*GIVEN RECORDS:*
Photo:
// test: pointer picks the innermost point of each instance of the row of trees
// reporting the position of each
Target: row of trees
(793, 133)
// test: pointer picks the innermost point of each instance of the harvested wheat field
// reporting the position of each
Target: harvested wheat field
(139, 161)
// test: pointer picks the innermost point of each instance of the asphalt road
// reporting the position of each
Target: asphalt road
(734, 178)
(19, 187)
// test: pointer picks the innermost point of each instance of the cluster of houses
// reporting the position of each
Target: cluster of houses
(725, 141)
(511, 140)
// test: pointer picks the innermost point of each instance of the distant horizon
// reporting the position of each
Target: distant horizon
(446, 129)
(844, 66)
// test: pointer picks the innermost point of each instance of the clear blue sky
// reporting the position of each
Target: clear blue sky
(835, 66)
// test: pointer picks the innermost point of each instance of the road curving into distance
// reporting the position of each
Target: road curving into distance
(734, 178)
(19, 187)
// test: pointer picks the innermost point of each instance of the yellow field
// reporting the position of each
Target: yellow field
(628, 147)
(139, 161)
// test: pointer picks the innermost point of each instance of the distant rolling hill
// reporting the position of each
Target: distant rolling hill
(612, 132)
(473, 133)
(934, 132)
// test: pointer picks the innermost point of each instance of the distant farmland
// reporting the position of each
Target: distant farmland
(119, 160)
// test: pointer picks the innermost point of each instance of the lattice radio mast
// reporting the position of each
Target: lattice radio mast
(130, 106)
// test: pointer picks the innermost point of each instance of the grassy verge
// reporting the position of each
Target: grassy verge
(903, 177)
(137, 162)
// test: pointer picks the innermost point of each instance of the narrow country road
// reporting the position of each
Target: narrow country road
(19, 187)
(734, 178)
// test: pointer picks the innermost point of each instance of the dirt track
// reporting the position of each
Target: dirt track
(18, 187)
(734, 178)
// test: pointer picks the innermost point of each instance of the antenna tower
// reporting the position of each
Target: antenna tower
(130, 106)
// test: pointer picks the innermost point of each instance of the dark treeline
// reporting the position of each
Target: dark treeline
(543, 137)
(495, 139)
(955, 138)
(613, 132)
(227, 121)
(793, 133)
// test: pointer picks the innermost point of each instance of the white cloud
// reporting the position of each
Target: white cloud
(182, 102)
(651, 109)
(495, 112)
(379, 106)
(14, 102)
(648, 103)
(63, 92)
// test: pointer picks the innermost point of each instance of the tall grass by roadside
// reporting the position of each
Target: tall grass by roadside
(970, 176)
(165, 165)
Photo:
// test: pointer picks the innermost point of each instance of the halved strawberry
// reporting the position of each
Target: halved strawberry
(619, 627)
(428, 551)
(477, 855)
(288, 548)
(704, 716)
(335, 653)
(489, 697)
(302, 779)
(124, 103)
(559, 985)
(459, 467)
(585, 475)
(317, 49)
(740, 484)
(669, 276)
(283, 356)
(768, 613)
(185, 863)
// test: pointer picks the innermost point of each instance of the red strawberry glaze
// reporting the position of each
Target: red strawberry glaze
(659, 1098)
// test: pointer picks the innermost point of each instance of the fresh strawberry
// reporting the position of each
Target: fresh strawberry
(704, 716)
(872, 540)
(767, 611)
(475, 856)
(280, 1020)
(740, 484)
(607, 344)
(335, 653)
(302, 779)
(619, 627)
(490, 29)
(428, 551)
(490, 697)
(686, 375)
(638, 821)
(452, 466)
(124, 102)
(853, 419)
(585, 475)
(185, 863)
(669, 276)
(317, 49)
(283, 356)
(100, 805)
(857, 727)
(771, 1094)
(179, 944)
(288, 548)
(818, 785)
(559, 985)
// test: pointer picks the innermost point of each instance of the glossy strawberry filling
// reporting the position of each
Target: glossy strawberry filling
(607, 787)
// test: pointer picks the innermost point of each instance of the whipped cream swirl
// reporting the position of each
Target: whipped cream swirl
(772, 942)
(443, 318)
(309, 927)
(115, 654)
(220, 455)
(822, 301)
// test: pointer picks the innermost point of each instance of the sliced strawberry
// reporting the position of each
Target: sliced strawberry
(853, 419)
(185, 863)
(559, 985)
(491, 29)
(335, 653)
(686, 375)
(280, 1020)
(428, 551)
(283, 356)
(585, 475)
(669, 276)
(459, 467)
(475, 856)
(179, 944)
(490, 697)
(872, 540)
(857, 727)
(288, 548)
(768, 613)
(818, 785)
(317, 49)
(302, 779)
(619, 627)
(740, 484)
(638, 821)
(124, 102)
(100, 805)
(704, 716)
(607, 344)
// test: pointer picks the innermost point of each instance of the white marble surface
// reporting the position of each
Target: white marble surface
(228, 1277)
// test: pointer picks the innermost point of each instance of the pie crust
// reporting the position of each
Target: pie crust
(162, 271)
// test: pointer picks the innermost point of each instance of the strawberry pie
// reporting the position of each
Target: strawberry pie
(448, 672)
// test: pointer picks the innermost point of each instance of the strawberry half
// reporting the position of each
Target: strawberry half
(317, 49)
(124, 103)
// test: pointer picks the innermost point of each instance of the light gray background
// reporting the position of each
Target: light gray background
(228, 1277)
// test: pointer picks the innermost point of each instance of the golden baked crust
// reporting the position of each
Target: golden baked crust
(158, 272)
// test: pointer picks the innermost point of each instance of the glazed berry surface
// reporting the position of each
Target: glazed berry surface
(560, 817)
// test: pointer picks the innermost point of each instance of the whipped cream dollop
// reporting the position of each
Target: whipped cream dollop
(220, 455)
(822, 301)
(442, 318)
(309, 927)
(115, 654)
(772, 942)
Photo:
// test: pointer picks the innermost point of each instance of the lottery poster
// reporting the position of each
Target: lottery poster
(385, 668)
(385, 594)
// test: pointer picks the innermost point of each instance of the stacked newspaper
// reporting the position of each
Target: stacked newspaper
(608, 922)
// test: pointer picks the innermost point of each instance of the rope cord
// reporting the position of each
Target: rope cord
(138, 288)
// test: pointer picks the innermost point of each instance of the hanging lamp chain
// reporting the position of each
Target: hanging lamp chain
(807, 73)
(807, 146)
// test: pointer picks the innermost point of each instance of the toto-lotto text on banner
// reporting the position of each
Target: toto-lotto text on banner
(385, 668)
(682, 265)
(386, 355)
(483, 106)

*TASK DIRECTIONS:*
Write out the part of the data above that opens with the line containing "the dirt track" and closes with the line containing "(659, 1098)", copying every line unchanged.

*OUTPUT:*
// test: pointer picks the innermost point of each instance of the dirt track
// reporting the position of each
Target: dirt track
(18, 187)
(734, 178)
// test: pointer picks the innermost point of each instance of the antenna tower
// reporting the position of each
Target: antenna tower
(130, 106)
// test: pointer picks the innermost point of each instance of the dark treeline
// reporting the position of each
Target: dark treeline
(543, 137)
(495, 139)
(955, 138)
(613, 132)
(227, 121)
(793, 133)
// test: pointer picks the innermost point of each instance of the white cloud
// reporting the position of each
Target: white cloud
(182, 102)
(651, 109)
(495, 112)
(379, 106)
(14, 102)
(648, 103)
(63, 92)
// test: pointer picks the innermost point of each instance of the tall grass by roadside
// reporting the position of each
Target: tall grass by roadside
(970, 176)
(165, 165)
Photo:
// test: pointer picks the innermost point of each instance of the halved strawberry
// reporting the position of each
Target: halved strawberry
(619, 627)
(428, 551)
(477, 855)
(288, 548)
(704, 716)
(335, 653)
(489, 697)
(302, 779)
(124, 103)
(559, 985)
(459, 467)
(585, 475)
(317, 49)
(740, 484)
(669, 276)
(283, 356)
(768, 613)
(185, 863)
// test: pointer picks the innermost point of each instance of the red strawberry glaze
// reporting the position of each
Target: red strawberry glaze
(659, 1098)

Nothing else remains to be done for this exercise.